目的 A –
引用文のうち「(58)【調査した分野】(Int.Cl.,DB名)」で始まり「たことを特徴とする換気装置。」まで続く部分を、「換気装置」を「空調装置」に置き換えて書き直すこと。
目的 B –
引用文について、次の問いに答えること。
(i) 快適運転モードでは、何に応じて全熱交換換気と普通換気とを切り換えるか。
(ii) 全熱交換器を用いた換気と用いない換気とを単に季節に応じて切り換えていた場合、何が期待できないとされているか。
(iii) 第2の発明で、二酸化炭素濃度センサの検出値が閾値以下の場合、制御部はどの運転モードで運転を制御するか。

引用文 –
——————————

(58)【調査した分野】(Int.Cl.,DB名)
室外空気(OA)と室内空気(RA)の間で潜熱の交換と顕熱の交換を行いつつ室内と室外の間で換気を行う全熱交換換気と、上記室外空気(OA)と上記室内空気(RA)の間の熱交換をともなわずに室内と室外の間で換気を行う普通換気との切換が可能な換気装置において、
上記室外空気(OA)の不快指数(DI)に応じて上記全熱交換換気と上記普通換気とを切り換える快適運転モードと、上記室外空気(OA)のエンタルピー(Ho)と上記室内空気(RA)のエンタルピー(Hr)との差に応じて上記全熱交換換気と上記普通換気とを切り換える省エネルギー運転モードとの何れかに運転状態を制御する制御部(60)を備えたことを特徴とする換気装置。
【発明の概要】
【発明が解決しようとする課題】
【0005】
しかしながら、全熱交換器を用いた換気と、全熱交換器を用いない換気とを単に季節に応じて切り換えていたのでは、ユーザの快適性は担保されたとしても、十分な省エネルギーは期待できない。
【0006】
本発明は上記の問題に着目してなされたものであり、室内の換気を行う換気装置において、ユーザの快適性が損なわれることなく、省エネルギー性も向上できるようにすることを目的としている。
【課題を解決するための手段】
【0007】
上記の課題を解決するため、第1の発明は、
室外空気(OA)と室内空気(RA)の間で潜熱の交換と顕熱の交換を行いつつ室内と室外の間で換気を行う全熱交換換気と、上記室外空気(OA)と上記室内空気(RA)の間の熱交換をともなわずに室内と室外の間で換気を行う普通換気との切換が可能な換気装置において、
上記室外空気(OA)の不快指数(DI)に応じて上記全熱交換換気と上記普通換気とを切り換える快適運転モードと、上記室外空気(OA)のエンタルピー(Ho)と上記室内空気(RA)のエンタルピー(Hr)との差に応じて上記全熱交換換気と上記普通換気とを切り換える省エネルギー運転モードとの何れかに運転状態を制御する制御部(60)を備えたことを特徴とする。
【0008】
この構成では、上記快適運転モードと、上記省エネルギー運転モードとを使い分けることができる。
【0009】
また、第2の発明は、
第1の発明において、
上記室内空気(RA)の二酸化炭素濃度(C)を検出する二酸化炭素濃度センサ(40)を備え、
上記制御部(60)は、上記二酸化炭素濃度センサ(40)の検出値(C)が所定閾値(Th)よりも高い場合には、上記快適運転モードによって運転を制御し、上記検出値(C)が上記閾値(Th)以下の場合には、上記省エネルギー運転モードによって運転を制御することを特徴とする。
【0010】
この構成では、二酸化炭素濃度に応じて快適運転モードと、省エネルギー運転モードを使い分ける。

——————————

生データ –

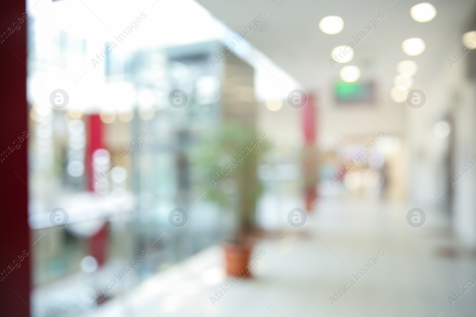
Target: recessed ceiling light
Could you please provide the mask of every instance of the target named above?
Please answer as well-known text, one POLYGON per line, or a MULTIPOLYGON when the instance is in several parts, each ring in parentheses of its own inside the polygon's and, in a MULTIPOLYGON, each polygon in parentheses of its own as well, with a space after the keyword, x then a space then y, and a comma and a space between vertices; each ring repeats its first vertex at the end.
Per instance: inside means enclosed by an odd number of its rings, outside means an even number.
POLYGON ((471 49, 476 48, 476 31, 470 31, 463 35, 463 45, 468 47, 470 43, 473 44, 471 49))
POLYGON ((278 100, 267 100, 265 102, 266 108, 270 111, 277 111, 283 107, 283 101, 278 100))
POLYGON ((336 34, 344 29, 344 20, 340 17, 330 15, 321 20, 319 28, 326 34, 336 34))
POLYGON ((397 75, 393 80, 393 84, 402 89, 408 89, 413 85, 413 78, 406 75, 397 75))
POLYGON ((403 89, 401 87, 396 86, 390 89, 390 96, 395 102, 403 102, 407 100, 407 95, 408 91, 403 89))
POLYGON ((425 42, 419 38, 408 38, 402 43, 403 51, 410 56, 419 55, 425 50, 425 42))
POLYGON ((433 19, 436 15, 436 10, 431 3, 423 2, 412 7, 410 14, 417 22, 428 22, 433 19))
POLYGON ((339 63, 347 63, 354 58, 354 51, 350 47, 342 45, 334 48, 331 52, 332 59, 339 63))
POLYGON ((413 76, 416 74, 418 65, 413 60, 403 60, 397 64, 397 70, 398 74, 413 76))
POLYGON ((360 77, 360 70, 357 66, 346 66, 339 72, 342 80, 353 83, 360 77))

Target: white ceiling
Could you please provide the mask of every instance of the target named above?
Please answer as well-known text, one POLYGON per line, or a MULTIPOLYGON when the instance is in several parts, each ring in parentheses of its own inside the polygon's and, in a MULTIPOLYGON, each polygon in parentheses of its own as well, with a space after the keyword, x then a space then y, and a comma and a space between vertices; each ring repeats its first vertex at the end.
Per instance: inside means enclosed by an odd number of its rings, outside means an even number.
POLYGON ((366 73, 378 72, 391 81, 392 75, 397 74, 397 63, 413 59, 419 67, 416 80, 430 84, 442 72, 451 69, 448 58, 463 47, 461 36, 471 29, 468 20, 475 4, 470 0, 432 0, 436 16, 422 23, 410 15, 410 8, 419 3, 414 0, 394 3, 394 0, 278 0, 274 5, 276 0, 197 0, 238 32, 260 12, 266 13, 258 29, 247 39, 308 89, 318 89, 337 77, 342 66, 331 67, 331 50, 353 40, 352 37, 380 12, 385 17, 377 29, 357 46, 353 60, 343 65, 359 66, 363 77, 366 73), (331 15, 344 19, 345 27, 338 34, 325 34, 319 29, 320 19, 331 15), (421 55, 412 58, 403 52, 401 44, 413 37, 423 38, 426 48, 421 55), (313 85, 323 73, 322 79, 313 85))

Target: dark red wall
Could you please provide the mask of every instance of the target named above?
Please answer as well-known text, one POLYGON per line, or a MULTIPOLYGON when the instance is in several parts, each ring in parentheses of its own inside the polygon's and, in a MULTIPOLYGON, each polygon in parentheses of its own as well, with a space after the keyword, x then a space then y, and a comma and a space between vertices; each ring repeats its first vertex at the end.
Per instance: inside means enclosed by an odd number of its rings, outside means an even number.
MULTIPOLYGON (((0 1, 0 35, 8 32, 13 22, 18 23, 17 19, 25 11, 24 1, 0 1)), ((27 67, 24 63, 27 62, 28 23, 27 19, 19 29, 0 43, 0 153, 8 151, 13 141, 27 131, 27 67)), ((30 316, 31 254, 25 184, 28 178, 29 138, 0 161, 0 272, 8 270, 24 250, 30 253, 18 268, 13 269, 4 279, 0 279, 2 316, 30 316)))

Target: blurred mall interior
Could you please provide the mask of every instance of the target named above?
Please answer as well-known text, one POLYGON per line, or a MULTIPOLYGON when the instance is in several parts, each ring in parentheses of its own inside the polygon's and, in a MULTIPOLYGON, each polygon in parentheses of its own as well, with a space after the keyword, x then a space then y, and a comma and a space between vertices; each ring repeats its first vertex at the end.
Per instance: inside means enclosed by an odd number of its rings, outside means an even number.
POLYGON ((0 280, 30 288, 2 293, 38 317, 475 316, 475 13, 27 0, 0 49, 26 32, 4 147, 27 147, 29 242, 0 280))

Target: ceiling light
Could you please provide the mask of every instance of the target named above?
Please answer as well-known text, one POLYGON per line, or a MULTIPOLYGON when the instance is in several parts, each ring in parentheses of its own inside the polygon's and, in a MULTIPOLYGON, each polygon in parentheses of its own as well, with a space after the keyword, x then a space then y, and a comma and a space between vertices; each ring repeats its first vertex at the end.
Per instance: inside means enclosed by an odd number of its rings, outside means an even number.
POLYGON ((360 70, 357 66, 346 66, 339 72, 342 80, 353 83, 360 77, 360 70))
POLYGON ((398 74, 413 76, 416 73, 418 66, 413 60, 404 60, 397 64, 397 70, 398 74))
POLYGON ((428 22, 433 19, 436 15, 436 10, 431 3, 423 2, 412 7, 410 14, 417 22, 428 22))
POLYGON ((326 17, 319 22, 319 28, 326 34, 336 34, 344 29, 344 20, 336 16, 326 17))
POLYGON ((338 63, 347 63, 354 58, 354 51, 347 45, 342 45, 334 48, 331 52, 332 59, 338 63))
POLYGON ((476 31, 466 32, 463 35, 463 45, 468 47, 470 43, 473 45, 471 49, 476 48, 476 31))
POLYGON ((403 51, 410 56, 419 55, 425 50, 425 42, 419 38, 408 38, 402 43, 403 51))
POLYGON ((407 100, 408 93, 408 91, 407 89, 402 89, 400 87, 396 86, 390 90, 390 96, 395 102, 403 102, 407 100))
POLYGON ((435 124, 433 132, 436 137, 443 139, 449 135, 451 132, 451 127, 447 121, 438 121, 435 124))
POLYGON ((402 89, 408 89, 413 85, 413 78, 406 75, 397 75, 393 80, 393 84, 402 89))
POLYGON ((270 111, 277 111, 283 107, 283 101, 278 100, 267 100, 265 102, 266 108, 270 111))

——————————

出力 A –
(58)【調査した分野】(Int.Cl.,DB名)
室外空気(OA)と室内空気(RA)の間で潜熱の交換と顕熱の交換を行いつつ室内と室外の間で換気を行う全熱交換換気と、上記室外空気(OA)と上記室内空気(RA)の間の熱交換をともなわずに室内と室外の間で換気を行う普通換気との切換が可能な空調装置において、
上記室外空気(OA)の不快指数(DI)に応じて上記全熱交換換気と上記普通換気とを切り換える快適運転モードと、上記室外空気(OA)のエンタルピー(Ho)と上記室内空気(RA)のエンタルピー(Hr)との差に応じて上記全熱交換換気と上記普通換気とを切り換える省エネルギー運転モードとの何れかに運転状態を制御する制御部(60)を備えたことを特徴とする空調装置。

出力 B –
(i) 室外空気(OA)の不快指数(DI)
(ii) 十分な省エネルギー
(iii) 省エネルギー運転モード